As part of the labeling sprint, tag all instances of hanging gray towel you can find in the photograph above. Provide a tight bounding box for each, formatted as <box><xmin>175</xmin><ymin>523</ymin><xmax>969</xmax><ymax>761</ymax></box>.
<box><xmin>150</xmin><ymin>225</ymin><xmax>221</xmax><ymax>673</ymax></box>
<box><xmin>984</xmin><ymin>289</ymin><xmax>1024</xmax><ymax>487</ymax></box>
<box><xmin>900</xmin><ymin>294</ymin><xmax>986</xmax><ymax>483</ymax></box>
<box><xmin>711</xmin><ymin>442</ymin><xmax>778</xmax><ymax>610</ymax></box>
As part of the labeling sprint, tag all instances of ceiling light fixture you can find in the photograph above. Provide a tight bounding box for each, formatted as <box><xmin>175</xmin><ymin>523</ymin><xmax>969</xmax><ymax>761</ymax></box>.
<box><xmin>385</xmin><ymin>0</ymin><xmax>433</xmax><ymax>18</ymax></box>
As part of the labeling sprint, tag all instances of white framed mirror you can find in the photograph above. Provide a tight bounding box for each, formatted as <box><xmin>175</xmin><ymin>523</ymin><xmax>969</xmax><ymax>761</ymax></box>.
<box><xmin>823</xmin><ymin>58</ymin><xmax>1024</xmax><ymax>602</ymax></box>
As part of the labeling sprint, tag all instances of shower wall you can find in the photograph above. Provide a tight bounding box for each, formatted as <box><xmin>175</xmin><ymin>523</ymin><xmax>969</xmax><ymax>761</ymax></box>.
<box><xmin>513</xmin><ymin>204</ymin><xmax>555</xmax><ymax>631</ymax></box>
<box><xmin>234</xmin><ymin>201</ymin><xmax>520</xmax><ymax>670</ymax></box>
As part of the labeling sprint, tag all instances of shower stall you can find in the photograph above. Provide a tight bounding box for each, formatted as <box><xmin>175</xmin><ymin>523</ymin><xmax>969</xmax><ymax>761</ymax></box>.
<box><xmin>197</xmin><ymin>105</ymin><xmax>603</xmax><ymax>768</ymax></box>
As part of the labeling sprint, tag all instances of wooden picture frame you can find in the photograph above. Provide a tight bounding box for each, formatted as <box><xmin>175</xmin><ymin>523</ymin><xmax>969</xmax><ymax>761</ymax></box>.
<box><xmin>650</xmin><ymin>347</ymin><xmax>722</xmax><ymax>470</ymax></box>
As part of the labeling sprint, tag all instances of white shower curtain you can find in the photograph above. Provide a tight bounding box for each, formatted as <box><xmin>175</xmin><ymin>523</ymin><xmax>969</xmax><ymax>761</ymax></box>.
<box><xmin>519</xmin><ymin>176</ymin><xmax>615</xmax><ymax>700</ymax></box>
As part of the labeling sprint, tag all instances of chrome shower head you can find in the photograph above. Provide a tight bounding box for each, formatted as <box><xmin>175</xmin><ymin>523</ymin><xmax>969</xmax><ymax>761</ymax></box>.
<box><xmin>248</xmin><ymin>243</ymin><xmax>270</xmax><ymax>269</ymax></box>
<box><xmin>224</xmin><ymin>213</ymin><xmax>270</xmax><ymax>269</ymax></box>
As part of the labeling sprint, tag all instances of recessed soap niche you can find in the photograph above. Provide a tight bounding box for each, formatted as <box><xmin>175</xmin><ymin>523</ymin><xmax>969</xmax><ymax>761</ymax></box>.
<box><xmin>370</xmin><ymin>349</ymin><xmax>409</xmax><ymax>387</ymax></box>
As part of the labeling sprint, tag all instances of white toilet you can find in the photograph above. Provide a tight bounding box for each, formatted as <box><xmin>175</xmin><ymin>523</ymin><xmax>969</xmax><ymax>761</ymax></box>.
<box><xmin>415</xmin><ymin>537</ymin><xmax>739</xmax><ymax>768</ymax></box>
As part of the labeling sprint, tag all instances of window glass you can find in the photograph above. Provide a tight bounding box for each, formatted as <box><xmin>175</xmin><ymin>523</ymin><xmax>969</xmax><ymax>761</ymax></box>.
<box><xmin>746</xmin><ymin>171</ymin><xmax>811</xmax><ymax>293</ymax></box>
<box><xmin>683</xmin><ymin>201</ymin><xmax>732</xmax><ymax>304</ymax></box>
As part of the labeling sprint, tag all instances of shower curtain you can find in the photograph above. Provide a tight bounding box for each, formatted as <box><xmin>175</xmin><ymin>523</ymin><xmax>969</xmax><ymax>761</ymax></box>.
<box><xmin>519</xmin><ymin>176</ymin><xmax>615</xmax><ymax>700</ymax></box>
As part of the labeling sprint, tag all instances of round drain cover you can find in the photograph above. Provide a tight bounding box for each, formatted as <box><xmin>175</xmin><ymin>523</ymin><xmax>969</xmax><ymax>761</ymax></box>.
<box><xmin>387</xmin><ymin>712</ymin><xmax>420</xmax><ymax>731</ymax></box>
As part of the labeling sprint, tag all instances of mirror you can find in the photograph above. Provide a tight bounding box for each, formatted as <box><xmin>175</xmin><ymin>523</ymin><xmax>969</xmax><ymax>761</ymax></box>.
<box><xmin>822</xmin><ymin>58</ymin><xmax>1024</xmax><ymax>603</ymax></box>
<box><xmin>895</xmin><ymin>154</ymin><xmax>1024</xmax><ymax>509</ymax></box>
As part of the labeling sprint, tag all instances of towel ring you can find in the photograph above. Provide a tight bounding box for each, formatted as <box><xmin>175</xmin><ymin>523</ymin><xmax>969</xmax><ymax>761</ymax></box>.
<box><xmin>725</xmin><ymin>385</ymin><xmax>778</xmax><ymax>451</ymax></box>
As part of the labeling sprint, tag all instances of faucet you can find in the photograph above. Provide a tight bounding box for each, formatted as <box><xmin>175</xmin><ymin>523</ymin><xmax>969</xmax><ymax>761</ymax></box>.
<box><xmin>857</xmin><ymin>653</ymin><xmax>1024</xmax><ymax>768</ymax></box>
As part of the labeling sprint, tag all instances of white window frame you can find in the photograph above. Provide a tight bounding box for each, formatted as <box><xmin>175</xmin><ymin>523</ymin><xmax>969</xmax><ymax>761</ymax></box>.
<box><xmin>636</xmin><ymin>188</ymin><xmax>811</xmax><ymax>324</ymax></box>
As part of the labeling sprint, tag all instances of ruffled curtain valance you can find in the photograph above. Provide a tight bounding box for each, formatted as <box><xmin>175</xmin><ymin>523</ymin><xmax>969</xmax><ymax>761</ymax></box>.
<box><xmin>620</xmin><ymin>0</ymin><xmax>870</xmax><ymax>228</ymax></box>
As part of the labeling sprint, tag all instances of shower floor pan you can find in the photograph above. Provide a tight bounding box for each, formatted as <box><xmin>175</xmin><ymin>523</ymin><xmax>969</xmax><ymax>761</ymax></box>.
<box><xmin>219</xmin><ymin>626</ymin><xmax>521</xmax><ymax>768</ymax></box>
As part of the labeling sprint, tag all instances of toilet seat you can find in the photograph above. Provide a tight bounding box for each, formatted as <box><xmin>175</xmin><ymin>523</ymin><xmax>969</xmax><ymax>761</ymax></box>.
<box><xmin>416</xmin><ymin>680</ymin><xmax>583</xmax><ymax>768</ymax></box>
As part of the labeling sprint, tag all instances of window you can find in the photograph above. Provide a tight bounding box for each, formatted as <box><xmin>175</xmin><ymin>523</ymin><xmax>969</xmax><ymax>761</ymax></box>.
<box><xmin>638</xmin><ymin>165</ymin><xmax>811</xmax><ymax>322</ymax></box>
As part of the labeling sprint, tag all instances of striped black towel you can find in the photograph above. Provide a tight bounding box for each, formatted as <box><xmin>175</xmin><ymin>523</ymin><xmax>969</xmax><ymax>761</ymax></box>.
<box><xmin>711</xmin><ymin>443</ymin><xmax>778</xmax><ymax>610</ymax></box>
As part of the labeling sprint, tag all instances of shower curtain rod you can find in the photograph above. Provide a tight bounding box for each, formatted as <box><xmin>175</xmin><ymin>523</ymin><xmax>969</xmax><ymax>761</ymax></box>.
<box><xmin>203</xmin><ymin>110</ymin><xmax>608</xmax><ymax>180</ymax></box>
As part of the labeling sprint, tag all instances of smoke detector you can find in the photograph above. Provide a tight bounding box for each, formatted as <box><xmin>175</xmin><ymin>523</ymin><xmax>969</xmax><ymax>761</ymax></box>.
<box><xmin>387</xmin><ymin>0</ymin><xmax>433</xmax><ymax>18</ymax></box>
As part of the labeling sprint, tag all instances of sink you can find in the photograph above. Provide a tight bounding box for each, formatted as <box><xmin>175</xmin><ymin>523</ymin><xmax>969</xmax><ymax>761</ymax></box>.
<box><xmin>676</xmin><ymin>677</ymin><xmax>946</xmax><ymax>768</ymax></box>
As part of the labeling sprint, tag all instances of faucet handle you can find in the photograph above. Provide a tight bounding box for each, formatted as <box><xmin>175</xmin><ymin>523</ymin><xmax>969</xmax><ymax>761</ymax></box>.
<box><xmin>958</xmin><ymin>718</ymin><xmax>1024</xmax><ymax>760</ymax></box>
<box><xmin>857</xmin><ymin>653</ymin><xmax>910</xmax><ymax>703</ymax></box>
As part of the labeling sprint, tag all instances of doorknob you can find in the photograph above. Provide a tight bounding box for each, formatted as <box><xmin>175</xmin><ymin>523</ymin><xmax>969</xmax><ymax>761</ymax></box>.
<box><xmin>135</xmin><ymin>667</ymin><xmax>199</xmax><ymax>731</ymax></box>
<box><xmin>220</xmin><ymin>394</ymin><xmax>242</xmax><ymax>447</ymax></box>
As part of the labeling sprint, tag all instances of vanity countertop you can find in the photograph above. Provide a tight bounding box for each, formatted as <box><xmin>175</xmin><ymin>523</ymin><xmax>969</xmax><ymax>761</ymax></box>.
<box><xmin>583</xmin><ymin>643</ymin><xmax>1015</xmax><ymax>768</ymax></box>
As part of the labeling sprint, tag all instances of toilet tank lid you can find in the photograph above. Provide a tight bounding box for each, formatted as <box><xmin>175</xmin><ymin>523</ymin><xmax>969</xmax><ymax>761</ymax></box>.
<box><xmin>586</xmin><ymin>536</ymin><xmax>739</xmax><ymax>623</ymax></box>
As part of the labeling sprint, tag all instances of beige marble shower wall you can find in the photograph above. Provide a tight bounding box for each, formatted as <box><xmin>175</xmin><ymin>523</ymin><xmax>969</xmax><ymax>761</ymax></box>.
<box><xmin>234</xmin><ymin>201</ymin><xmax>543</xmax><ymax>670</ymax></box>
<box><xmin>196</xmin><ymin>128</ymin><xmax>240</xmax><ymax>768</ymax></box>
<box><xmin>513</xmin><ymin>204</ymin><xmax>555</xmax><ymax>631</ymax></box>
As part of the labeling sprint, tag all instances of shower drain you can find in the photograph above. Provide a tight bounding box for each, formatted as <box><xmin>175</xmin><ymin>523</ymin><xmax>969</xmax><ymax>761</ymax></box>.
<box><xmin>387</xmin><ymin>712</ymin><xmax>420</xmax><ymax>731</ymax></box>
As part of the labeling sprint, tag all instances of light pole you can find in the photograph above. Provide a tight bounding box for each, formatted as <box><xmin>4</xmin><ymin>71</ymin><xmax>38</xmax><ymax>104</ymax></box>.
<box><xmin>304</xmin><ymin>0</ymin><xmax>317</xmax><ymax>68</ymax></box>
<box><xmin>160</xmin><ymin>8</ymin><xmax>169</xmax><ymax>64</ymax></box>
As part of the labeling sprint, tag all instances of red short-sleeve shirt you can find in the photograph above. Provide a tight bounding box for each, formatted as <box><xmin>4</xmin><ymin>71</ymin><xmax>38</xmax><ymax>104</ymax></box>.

==================================================

[Work required]:
Copy exactly the lines from the one containing "of toilet tank" through the last line of the records, both included, and nothing else.

[Solution]:
As part of the labeling sprint, tag all instances of toilet tank lid you can find in the photograph above. Provide a tight bounding box for each, formatted as <box><xmin>175</xmin><ymin>523</ymin><xmax>969</xmax><ymax>761</ymax></box>.
<box><xmin>586</xmin><ymin>536</ymin><xmax>739</xmax><ymax>623</ymax></box>
As part of the labeling sprint, tag all instances of beige marble shower wall you can find in the photograph above. Provide a tight bounding box for each, formatted as <box><xmin>175</xmin><ymin>523</ymin><xmax>969</xmax><ymax>761</ymax></box>.
<box><xmin>234</xmin><ymin>201</ymin><xmax>543</xmax><ymax>670</ymax></box>
<box><xmin>196</xmin><ymin>128</ymin><xmax>240</xmax><ymax>768</ymax></box>
<box><xmin>513</xmin><ymin>204</ymin><xmax>555</xmax><ymax>631</ymax></box>
As part of the labeling sprint, tag all instances of shower drain you can find in the photograph above. Provide a tight bounding box for each, formatted as <box><xmin>175</xmin><ymin>523</ymin><xmax>969</xmax><ymax>761</ymax></box>.
<box><xmin>387</xmin><ymin>712</ymin><xmax>420</xmax><ymax>731</ymax></box>
As part of the labeling sprint, tag all instances of light pole you can find in the photograph above. Provide a tight bounding box for each, formatted as <box><xmin>4</xmin><ymin>71</ymin><xmax>38</xmax><ymax>104</ymax></box>.
<box><xmin>304</xmin><ymin>0</ymin><xmax>317</xmax><ymax>68</ymax></box>
<box><xmin>160</xmin><ymin>8</ymin><xmax>169</xmax><ymax>64</ymax></box>
As part of the labeling sprint, tag all instances of red short-sleeve shirt you can find in the photograph above. Provide a tight bounding box for each, formatted as <box><xmin>4</xmin><ymin>71</ymin><xmax>38</xmax><ymax>104</ymax></box>.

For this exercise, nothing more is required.